_Instructions for the task_: If a line of the records contains the word "class", list it.

_Records for the exercise_:
:::::
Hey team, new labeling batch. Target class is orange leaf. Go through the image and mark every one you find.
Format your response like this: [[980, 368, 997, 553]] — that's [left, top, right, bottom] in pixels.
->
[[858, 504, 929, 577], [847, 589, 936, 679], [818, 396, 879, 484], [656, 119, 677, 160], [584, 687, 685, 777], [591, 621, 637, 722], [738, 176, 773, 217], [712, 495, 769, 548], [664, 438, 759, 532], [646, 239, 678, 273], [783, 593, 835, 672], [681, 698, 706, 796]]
:::::
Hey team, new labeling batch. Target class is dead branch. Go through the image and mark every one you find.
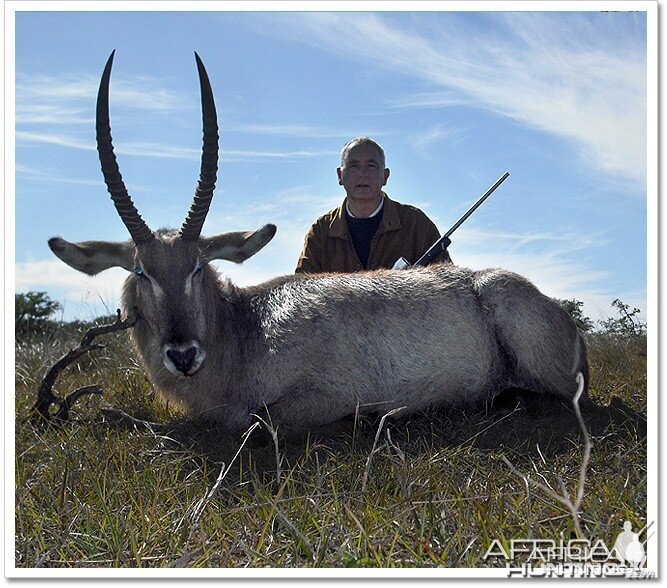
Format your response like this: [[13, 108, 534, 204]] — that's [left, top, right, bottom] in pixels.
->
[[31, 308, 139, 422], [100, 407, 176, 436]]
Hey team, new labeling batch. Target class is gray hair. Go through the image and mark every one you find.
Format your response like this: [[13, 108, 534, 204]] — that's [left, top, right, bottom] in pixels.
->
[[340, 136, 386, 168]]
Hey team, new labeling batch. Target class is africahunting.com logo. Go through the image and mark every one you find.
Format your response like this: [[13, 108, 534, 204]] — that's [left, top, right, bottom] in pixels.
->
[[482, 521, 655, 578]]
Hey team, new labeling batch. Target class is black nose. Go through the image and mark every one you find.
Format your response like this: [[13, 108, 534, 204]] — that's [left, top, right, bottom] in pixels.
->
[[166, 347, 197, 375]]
:::::
_Expected answer_:
Hey team, new labeling batch. Target class is orange leaf. Go through the image and mark every one you find.
Hey team, new labeling batch. Target class is dead branch. Go through the image and mark every one you find.
Hey team, new labeling batch. Target class is gray hair. Go through the image and mark every one you find.
Hey team, new labeling batch. Target class is africahunting.com logo. Go through the image and mark every one you find.
Hey team, new labeling batch. Target class is black nose. Go through the image and mark every one you find.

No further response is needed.